* **WORK REQUIRED**:
Please write out everything in the fuel cell abstract from "Tracking Nanoparticle Degradation" down to "ahead of print.", word for word.

* **EXTRACTED TEXT**:
== Segment start ==
Nevin Manimala Statistics

Tracking Nanoparticle Degradation across Fuel Cell Electrodes by Automated Analytical Electron Microscopy

ACS Nano. 2022 Jul 22. doi: 10.1021/acsnano.2c02307. Online ahead of print.


Nanoparticles are an important class of materials that exhibit special properties arising from their high surface area-to-volume ratio. Scanning transmission electron microscopy (STEM) has played an important role in nanoparticle characterization, owing to its high spatial resolution, which allows direct visualization of composition and morphology with atomic precision. This typically comes at the cost of sample size, potentially limiting the accuracy and relevance of STEM results, as well as the ability to meaningfully track changes in properties that vary spatially. In this work, automated STEM data acquisition and analysis techniques are employed that enable physical and compositional properties of nanoparticles to be obtained at high resolution over length scales on the order of microns. This is demonstrated by studying the localized effects of potential cycling on electrocatalyst degradation across proton exchange membrane fuel cell cathodes. In contrast to conventional, manual STEM measurements, which produce particle size distributions representing hundreds of particles, these high-throughput automated methods capture tens of thousands of particles and enable nanoparticle size, number density, and composition to be measured as a function of position within the cathode. Comparing the properties of pristine and degraded fuel cells provides statistically robust evidence for the inhomogeneous nature of catalyst degradation across electrodes. These results demonstrate how high-throughput automated STEM techniques can be utilized to investigate local phenomena occurring in nanoparticle systems employed in practical devices.
== Segment end ==
Records from a collection:
== Segment start ==
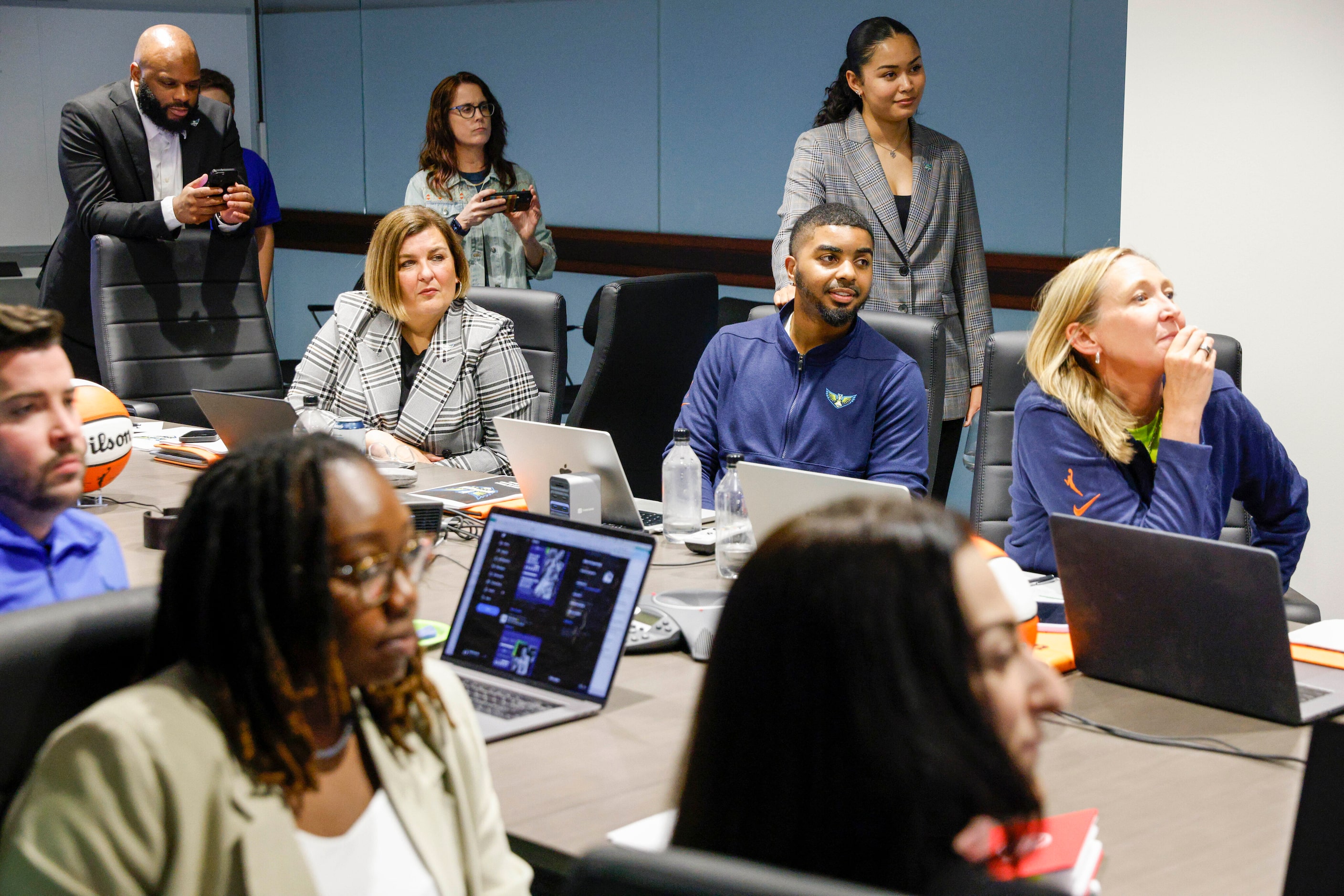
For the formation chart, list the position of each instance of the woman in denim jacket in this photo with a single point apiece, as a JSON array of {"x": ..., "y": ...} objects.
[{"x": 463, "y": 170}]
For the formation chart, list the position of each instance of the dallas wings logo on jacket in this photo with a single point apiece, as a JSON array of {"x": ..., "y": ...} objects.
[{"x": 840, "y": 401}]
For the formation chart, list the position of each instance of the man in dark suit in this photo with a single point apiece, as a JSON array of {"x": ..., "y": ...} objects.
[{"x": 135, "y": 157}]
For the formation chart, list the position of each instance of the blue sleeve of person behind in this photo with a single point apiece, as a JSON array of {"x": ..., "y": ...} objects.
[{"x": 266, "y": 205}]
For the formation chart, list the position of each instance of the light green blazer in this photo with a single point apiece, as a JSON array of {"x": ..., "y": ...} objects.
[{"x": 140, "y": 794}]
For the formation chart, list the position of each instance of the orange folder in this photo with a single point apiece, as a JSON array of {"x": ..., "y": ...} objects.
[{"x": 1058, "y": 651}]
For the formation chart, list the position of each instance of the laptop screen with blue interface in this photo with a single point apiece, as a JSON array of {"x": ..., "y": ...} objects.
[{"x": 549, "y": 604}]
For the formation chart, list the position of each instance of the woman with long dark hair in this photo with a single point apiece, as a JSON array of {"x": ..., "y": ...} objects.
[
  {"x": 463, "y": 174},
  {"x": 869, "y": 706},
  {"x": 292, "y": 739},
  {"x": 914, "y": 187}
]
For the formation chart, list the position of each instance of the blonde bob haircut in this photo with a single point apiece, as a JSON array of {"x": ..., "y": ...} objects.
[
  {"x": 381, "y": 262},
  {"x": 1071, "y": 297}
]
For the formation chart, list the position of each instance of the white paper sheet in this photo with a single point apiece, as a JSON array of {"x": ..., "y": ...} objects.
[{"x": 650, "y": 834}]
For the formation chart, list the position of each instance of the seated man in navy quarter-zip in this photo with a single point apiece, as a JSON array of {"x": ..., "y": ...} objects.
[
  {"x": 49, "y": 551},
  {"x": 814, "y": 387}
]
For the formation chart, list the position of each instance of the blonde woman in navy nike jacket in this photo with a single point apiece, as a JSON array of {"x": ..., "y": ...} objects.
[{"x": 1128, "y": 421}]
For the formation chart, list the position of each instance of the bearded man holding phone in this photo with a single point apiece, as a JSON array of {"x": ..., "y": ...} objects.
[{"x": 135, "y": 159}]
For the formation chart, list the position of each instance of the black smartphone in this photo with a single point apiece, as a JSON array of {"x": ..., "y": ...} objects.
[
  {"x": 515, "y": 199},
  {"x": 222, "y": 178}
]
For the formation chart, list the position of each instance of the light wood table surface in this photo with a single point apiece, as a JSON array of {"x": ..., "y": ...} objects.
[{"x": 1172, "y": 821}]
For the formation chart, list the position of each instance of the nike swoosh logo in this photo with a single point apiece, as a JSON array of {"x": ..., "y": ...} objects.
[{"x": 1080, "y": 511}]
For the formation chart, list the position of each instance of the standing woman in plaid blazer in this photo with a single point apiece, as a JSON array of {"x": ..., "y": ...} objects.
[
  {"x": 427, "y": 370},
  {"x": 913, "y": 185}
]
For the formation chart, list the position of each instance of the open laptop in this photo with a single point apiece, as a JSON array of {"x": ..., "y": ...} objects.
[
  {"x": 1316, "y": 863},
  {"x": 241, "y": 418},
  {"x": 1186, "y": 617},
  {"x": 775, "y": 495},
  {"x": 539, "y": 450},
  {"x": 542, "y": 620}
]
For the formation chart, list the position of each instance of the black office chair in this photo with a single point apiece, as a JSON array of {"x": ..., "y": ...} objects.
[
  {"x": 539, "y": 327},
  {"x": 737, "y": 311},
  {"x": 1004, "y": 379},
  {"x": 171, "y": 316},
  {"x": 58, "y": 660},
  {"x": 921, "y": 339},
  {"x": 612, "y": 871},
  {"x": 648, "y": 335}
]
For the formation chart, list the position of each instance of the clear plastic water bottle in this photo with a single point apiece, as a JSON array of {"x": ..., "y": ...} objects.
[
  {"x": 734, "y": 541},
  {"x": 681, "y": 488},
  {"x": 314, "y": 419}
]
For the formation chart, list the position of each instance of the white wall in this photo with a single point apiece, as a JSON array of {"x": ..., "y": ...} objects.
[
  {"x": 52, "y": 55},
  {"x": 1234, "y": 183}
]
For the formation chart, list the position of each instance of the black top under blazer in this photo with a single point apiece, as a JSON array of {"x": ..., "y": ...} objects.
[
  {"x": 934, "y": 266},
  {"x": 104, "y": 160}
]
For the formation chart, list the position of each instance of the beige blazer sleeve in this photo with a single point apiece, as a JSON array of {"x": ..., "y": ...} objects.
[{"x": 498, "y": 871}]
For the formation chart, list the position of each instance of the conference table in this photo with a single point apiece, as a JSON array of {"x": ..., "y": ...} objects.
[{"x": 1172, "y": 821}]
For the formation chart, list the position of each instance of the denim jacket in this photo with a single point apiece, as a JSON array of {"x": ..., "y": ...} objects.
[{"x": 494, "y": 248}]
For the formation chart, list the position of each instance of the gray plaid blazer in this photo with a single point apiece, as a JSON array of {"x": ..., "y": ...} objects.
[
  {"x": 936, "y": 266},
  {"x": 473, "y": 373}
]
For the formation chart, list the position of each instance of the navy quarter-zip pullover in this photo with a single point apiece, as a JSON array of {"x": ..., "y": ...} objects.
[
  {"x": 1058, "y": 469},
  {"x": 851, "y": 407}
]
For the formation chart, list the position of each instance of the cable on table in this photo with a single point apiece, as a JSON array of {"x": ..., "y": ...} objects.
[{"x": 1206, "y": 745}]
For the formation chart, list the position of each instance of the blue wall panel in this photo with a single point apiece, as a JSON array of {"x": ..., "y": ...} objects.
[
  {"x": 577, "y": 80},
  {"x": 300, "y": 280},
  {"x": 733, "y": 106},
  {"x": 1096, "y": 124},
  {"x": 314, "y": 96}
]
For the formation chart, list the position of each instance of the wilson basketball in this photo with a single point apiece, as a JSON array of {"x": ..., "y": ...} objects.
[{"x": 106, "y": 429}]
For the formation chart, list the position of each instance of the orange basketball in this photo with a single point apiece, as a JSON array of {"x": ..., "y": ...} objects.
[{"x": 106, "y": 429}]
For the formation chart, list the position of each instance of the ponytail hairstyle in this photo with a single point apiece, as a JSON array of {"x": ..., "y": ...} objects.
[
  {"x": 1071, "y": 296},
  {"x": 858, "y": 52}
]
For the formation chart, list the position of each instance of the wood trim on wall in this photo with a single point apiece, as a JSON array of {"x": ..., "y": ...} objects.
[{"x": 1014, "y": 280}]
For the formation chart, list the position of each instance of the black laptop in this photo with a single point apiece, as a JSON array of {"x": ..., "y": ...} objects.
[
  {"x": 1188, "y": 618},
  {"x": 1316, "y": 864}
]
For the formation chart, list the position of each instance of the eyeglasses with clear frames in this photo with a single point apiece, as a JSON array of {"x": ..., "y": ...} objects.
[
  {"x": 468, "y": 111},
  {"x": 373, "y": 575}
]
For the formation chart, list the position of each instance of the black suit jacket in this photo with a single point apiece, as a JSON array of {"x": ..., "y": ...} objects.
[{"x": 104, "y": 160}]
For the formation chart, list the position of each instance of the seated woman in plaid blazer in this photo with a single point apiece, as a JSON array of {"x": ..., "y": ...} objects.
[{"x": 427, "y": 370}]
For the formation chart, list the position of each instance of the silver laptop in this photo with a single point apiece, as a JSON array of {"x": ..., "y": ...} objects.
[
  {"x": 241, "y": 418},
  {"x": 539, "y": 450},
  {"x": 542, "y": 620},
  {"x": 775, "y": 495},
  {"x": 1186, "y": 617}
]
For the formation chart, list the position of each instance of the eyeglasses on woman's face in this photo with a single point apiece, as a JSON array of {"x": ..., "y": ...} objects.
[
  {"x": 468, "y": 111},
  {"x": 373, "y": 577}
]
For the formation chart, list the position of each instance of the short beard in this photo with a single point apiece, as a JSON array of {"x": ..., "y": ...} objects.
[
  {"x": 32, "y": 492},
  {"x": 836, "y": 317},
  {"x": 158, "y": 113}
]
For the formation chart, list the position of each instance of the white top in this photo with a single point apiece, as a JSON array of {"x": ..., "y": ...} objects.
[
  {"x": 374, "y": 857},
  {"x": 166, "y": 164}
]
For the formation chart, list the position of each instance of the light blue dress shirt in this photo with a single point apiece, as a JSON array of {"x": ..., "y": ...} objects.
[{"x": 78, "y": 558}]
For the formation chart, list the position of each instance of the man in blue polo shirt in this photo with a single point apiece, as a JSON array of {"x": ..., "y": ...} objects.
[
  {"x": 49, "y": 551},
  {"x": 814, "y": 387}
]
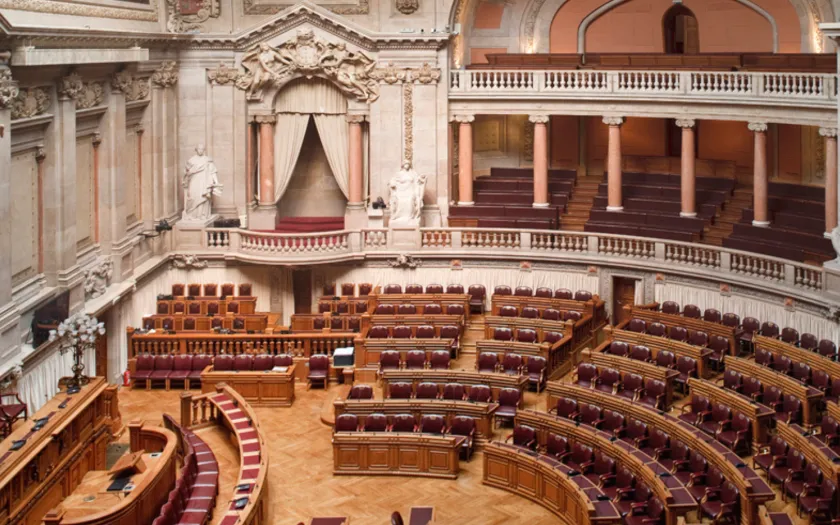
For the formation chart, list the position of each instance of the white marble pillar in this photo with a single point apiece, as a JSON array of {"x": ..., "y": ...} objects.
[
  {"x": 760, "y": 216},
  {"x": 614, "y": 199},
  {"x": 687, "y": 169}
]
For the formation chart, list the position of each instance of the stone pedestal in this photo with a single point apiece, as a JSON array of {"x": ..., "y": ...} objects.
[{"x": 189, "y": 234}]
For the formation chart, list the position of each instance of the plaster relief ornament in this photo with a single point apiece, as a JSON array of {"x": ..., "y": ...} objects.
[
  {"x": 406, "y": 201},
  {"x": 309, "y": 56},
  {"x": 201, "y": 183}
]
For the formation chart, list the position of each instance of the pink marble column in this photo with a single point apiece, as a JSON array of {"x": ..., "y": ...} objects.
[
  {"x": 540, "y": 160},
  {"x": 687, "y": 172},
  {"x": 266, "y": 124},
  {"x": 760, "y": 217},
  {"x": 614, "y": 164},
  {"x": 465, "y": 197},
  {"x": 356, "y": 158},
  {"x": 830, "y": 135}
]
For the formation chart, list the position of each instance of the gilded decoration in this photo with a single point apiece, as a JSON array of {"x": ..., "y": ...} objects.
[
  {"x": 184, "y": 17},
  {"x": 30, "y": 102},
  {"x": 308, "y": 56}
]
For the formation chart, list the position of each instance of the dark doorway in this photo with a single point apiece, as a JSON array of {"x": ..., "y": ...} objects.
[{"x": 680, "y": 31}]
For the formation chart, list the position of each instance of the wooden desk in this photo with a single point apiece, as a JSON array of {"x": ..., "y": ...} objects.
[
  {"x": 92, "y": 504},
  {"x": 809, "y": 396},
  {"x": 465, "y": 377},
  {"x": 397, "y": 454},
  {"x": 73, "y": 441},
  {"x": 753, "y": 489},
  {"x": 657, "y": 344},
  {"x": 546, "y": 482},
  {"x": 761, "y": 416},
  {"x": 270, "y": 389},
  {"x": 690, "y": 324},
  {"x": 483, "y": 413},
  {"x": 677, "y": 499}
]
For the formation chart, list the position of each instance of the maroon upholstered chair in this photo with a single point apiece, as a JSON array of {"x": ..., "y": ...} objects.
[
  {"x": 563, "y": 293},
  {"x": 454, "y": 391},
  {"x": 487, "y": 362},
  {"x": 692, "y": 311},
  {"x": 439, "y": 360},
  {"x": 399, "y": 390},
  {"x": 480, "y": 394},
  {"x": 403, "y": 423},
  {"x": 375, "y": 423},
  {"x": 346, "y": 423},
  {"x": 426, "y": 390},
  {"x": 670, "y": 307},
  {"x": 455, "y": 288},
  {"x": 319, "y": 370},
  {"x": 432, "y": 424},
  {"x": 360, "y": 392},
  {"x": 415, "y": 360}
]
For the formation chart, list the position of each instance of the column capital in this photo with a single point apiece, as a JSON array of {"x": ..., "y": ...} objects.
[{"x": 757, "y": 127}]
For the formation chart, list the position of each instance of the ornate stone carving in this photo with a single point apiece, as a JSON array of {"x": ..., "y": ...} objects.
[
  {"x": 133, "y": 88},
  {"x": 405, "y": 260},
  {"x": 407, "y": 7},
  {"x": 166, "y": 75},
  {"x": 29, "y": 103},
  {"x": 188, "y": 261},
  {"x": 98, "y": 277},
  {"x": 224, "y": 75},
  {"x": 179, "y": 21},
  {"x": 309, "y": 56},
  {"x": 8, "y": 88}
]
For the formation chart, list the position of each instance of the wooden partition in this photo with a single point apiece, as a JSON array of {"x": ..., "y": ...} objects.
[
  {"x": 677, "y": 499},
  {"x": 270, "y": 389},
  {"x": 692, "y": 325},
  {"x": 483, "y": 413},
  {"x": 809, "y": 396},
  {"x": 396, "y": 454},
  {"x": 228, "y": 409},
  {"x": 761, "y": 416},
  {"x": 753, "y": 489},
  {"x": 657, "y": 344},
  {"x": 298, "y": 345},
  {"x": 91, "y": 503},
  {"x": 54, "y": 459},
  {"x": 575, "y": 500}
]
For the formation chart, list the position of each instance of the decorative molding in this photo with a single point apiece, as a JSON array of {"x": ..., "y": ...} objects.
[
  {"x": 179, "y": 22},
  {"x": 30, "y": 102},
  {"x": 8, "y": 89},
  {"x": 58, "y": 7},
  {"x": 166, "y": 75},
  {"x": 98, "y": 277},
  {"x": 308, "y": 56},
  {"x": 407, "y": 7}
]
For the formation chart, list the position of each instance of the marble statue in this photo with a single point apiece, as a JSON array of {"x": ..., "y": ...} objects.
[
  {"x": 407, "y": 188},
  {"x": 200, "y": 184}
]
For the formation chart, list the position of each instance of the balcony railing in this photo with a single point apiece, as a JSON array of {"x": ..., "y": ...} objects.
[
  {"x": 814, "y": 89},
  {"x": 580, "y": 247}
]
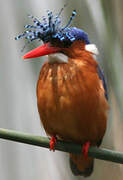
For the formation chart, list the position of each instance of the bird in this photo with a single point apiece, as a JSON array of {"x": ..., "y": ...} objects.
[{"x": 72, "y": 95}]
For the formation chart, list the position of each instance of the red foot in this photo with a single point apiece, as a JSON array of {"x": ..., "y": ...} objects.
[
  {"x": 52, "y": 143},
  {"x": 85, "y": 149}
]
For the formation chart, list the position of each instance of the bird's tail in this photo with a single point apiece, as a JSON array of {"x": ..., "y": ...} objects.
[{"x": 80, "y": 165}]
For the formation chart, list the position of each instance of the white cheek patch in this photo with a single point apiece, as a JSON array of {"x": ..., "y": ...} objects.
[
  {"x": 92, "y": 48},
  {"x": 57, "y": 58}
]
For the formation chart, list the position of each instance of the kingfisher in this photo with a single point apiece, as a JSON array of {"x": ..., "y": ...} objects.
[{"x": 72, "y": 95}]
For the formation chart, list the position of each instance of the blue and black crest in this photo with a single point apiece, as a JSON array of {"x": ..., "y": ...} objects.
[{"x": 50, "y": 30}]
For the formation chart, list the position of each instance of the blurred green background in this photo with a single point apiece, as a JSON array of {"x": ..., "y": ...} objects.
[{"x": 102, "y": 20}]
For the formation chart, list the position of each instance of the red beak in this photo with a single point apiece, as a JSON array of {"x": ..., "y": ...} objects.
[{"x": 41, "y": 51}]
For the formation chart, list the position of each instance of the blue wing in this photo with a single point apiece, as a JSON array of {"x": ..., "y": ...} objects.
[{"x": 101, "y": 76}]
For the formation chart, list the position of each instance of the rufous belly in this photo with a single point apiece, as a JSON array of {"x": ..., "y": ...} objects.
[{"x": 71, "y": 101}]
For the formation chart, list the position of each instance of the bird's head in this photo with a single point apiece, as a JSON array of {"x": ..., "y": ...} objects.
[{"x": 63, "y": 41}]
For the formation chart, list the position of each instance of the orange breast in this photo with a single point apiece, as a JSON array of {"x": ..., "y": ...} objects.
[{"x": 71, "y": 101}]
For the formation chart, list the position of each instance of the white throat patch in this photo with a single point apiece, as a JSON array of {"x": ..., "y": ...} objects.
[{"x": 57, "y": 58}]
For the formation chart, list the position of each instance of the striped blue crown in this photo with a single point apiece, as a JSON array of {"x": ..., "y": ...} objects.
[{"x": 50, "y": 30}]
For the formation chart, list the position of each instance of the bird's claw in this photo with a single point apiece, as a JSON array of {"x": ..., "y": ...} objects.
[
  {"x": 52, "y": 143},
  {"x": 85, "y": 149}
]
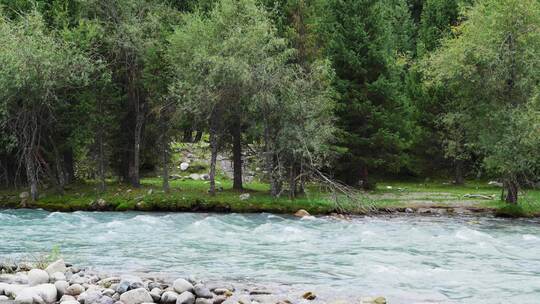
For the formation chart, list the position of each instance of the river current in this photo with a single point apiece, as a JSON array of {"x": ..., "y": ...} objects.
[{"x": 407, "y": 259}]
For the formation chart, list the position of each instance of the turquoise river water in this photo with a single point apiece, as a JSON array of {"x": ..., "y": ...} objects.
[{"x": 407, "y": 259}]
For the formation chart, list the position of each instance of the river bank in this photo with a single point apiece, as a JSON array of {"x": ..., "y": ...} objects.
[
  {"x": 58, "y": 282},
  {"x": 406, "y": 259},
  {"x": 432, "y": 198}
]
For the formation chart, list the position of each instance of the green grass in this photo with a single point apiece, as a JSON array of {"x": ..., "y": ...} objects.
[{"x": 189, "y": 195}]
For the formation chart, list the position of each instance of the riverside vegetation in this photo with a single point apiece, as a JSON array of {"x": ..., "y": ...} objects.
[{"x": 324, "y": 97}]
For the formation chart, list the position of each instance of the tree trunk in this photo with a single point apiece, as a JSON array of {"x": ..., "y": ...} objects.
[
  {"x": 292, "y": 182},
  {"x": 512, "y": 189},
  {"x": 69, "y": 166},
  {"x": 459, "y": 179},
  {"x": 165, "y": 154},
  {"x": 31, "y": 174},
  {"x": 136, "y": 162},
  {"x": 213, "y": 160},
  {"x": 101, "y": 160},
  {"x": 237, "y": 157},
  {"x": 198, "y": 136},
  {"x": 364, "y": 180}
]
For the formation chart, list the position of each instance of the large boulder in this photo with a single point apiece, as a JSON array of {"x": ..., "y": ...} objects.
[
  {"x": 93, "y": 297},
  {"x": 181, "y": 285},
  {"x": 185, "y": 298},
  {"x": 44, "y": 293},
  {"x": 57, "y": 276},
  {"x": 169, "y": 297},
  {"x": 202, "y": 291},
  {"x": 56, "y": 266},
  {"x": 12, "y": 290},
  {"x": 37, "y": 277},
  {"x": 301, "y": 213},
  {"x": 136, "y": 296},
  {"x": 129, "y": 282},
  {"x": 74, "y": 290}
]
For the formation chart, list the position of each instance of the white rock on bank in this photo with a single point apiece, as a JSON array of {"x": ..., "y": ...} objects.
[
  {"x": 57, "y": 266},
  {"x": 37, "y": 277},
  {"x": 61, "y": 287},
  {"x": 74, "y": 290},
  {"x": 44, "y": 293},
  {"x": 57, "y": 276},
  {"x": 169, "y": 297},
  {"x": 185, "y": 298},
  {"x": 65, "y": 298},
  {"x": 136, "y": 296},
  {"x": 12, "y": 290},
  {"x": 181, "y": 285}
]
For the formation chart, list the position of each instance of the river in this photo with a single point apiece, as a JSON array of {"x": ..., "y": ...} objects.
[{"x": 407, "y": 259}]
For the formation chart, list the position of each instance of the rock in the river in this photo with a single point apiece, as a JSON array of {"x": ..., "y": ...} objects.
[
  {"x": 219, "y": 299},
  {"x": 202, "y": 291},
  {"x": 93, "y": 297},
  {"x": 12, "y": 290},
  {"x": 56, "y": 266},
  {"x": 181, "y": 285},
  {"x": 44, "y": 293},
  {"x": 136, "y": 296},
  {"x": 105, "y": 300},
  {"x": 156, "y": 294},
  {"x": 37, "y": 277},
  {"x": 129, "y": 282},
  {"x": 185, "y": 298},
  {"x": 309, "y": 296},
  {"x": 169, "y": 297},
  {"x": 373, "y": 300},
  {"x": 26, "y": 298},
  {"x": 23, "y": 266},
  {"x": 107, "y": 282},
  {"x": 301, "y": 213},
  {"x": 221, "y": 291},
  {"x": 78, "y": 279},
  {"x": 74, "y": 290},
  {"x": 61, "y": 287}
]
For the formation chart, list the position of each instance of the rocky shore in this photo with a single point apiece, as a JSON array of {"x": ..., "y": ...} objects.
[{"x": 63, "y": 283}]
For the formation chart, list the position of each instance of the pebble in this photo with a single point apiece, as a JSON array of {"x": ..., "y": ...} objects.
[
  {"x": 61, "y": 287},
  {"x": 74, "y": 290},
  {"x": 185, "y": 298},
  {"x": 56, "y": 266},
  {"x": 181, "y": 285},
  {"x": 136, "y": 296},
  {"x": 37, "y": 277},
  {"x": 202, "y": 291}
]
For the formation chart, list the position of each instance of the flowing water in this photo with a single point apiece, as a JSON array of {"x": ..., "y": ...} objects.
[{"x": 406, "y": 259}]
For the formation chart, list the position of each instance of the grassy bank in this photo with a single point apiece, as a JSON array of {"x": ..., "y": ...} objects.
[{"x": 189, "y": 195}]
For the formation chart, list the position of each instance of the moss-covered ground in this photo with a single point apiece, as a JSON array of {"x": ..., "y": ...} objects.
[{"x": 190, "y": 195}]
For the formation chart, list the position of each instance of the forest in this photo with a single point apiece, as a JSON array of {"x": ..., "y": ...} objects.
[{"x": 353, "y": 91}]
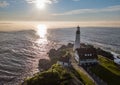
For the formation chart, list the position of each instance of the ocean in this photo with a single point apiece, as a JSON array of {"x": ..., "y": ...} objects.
== Segment end ==
* **YOUR RESPONSE**:
Tracking Nanoparticle Degradation across Fuel Cell Electrodes by Automated Analytical Electron Microscopy

ACS Nano. 2022 Jul 22. doi: 10.1021/acsnano.2c02307. Online ahead of print.